--- Work to be completed ---
Rewrite as a numbered list the lines from the one containing "bridge deck, that" up to and including the one containing "[[[625,265],[181,276],[0,323],[0,586],[874,586],[881,437]]]", leaving out any blank lines.

--- Supplied data ---
-------
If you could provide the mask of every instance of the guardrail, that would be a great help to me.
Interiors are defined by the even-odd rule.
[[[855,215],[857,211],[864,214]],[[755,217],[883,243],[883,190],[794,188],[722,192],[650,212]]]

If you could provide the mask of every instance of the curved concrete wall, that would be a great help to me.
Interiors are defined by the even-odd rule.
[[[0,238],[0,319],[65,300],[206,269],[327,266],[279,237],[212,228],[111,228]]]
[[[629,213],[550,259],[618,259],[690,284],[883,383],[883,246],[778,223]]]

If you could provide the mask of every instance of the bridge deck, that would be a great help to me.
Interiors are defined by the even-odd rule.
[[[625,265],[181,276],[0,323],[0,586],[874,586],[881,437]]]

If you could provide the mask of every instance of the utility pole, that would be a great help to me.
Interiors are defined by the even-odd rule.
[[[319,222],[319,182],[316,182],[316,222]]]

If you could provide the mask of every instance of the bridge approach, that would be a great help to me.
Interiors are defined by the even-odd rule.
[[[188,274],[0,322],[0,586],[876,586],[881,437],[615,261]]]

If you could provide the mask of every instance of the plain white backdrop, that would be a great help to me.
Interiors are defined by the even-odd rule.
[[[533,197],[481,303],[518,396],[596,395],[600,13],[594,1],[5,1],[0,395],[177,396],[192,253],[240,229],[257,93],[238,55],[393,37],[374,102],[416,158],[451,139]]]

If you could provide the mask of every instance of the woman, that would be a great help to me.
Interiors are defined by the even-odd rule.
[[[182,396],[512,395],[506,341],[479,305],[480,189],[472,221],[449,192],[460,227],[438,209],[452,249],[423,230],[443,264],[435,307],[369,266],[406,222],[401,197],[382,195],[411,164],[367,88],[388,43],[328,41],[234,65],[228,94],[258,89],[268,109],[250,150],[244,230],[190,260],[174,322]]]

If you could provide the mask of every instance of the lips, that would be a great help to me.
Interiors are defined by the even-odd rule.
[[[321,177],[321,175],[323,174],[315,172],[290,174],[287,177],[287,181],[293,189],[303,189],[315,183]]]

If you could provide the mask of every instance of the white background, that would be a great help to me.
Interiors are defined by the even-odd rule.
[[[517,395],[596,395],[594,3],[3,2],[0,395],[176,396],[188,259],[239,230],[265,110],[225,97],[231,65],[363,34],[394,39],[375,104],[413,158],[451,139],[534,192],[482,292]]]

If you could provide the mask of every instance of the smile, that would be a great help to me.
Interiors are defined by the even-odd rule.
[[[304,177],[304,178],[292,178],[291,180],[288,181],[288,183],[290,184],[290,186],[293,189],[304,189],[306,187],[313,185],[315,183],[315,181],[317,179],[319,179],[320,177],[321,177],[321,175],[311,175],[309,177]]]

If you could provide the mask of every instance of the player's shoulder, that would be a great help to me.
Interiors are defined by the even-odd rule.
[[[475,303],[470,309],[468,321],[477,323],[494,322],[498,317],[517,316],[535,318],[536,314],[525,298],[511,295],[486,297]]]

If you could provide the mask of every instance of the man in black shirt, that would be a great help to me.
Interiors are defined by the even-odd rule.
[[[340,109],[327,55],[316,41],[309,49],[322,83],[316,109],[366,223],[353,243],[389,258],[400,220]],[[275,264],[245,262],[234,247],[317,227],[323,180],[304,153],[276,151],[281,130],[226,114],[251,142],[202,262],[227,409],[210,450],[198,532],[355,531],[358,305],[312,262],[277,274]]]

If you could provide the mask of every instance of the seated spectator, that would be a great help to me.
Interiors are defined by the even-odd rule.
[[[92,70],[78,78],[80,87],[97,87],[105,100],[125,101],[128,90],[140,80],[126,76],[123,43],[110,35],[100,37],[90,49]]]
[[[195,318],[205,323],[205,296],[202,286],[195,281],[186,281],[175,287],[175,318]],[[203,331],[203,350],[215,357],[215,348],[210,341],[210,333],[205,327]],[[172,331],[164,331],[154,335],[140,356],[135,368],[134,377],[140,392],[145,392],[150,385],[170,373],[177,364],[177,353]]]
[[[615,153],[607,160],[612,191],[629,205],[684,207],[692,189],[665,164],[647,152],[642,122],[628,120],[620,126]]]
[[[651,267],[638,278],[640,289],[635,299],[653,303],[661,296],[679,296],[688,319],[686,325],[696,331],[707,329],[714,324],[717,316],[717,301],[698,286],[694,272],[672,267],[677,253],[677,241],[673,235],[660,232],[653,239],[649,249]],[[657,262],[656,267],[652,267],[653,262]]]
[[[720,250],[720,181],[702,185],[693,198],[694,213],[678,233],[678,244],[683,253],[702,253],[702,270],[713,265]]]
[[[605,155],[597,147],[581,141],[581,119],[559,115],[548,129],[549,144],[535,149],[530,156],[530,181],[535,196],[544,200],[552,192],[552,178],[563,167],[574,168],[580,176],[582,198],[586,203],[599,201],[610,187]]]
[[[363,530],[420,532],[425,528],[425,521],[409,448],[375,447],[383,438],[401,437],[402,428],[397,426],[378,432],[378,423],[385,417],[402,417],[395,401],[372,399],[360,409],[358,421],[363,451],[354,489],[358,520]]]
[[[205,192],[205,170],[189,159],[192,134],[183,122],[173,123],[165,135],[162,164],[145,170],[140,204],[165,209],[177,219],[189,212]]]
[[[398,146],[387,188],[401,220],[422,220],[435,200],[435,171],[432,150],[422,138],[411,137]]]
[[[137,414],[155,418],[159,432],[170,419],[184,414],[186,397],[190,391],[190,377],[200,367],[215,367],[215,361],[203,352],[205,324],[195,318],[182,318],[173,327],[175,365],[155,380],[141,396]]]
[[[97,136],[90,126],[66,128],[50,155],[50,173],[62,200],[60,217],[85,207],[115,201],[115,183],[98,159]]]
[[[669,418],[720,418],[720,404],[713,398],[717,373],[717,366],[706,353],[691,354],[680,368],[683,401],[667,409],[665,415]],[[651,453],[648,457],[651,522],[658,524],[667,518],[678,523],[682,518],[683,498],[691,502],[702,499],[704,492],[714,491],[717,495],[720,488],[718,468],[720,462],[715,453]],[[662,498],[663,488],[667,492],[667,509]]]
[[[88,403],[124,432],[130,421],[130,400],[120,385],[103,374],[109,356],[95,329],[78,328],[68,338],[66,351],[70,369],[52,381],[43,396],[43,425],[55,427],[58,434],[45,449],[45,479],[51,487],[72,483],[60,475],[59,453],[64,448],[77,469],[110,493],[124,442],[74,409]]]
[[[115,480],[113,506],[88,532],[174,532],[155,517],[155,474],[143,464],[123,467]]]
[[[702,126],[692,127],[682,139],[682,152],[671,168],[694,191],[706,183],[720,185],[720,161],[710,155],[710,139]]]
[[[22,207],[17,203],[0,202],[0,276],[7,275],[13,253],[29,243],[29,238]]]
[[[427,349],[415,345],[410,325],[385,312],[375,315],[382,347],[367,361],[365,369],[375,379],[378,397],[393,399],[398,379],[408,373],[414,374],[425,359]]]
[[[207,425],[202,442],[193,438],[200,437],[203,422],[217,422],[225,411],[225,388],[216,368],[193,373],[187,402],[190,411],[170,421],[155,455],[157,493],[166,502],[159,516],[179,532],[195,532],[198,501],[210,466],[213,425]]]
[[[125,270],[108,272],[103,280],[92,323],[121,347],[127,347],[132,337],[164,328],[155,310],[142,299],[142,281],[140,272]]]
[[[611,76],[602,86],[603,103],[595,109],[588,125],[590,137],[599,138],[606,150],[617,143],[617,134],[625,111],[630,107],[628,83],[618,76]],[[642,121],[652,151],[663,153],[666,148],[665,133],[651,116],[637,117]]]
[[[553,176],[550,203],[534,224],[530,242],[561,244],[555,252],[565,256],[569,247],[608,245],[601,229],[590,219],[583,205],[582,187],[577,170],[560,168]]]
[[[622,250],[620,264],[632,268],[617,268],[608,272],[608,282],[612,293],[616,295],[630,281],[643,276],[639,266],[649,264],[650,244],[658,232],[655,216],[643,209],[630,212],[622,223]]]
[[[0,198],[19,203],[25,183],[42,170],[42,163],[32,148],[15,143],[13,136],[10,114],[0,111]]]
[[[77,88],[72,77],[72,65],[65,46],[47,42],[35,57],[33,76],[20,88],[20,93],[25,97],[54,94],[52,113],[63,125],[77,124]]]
-------
--- Output of the exercise ---
1. If you could provide the mask of every instance of the bridge deck, that would be a great help to me.
2. Interiors are defined by the even-odd rule.
3. [[[625,265],[181,276],[0,323],[0,586],[874,586],[881,437]]]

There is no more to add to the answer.